> [WHAT THIS EXERCISE ASKS]
1. In the forum thread about the Superman film, when does Linkdarkside say CN will show the movie?
2. In the forum thread about the Superman film, why does Omega id remember Superman getting beaten so badly by Doomsday in the comic book? Explain in one to three sentences.
3. Retype the passage from the Superman film thread, starting with "I saw the movie, I" and going on through "found that hilarious.".

> [DOCUMENT SECTION]
>>>

I certainly liked that they were shooting for an older audience, with the more realistic violence, the obvious sexual nature of Clark and Lois' relationship and the bits of language. Of course these could have just been seen as explotitive, but in my opinion Timm did an excellent job of making the film have an overall "feel" to it that made these changes work.

It was not a perfect film, but I certainly enjoyed it more then Superman Returns.


----------



## Emery (Sep 23, 2007)

The movie was a lot darker than I was expecting it to be.  It was still AWESOME, though.  Superman vs. Doomsday and Superman vs. Cloneman was just...epic.  I also really loved the salon scene.  How badass was that, really?


----------



## Omega id (Sep 23, 2007)

I saw the movie, I think anyone would enjoy it, even if they aren't fans of Superman or comics in general.

I'm sorry but Doomsday was pure comic relief. I couldn't help but laugh when he would look at someone (or something) cause if that thing moved he would immediately run after it and break it down. A lot of people died nasty at the hands of Doomsday. I remember one guy in the dig site gets bashed into the earth you don't even see his body. I found that hilarious.

I remember reading the comic book when I was a kid though and I remember Superman getting owned by Doomsday, I mean literally, cause in the old design I remember Doomsday had more crystals in his body and whenever Superman would try to punch him it would hurt him, I also remember Doomsday stabbing him with almost every blow cause well, he was nearly covered with crystals before. His design in this movie was different.

Anyway I also enjoyed the clone fight. Lex Luther was kind gay "Who's your daddy?" lol


----------



## Linkdarkside (Jul 6, 2008)

it look like CN will show the movie next saturday at 9:00pm

i havent seen it so it a good chance for me.


----------



## Even (Jul 6, 2008)

or you could watch it here:

DivX stream/ddl  With Spanish subs though...


----------



## Dr. Hiluruk (Jul 6, 2008)

i thought it was live action.........

so this is a movie based off of a graphic novel? well, i did like the 90's superman stuffs..........we'll see i guess.


----------



## Even (Jul 6, 2008)

<<<

> [ENTRIES SUPPLIED]
>>>

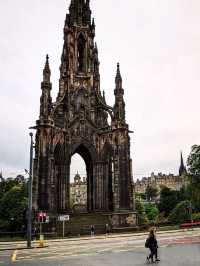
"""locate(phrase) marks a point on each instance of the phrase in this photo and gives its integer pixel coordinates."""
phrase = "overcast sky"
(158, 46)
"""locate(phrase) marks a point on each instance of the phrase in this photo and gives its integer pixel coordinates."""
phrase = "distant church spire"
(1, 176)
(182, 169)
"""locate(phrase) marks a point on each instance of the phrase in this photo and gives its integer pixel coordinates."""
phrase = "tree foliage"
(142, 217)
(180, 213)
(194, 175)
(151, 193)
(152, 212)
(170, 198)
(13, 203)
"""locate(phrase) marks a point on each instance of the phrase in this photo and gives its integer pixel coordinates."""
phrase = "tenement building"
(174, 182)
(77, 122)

<<<
>>>

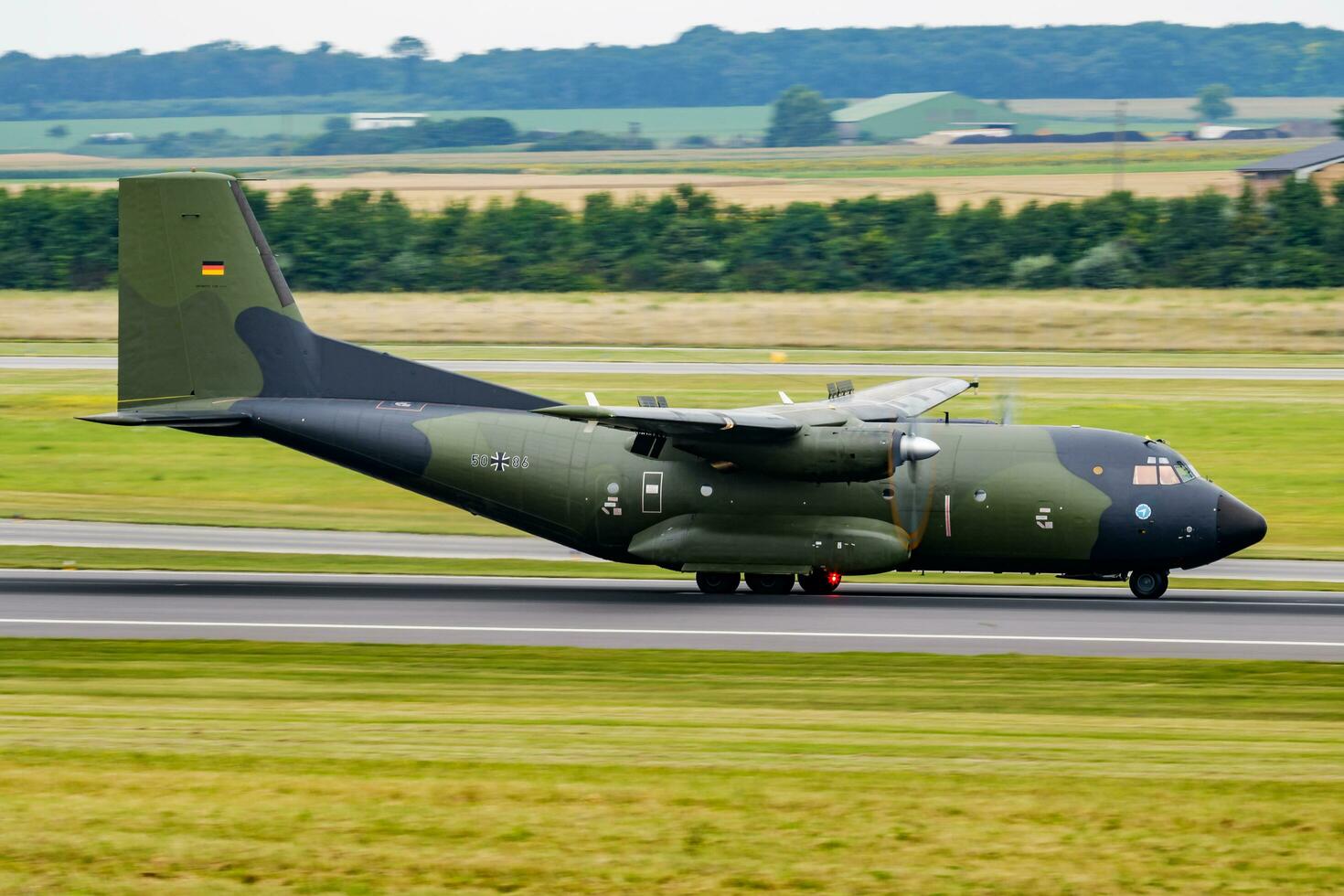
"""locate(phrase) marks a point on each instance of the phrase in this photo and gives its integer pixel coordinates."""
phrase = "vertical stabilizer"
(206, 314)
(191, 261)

<<<

> [ANSWERS TO THE EXERCISES]
1. Next Saturday at 9:00pm.

2. In the old design, Doomsday had more crystals on his body, so whenever Superman tried to punch him, it hurt Superman. Because Doomsday was nearly covered with crystals, he also stabbed Superman with almost every blow.

3.
I saw the movie, I think anyone would enjoy it, even if they aren't fans of Superman or comics in general.

I'm sorry but Doomsday was pure comic relief. I couldn't help but laugh when he would look at someone (or something) cause if that thing moved he would immediately run after it and break it down. A lot of people died nasty at the hands of Doomsday. I remember one guy in the dig site gets bashed into the earth you don't even see his body. I found that hilarious.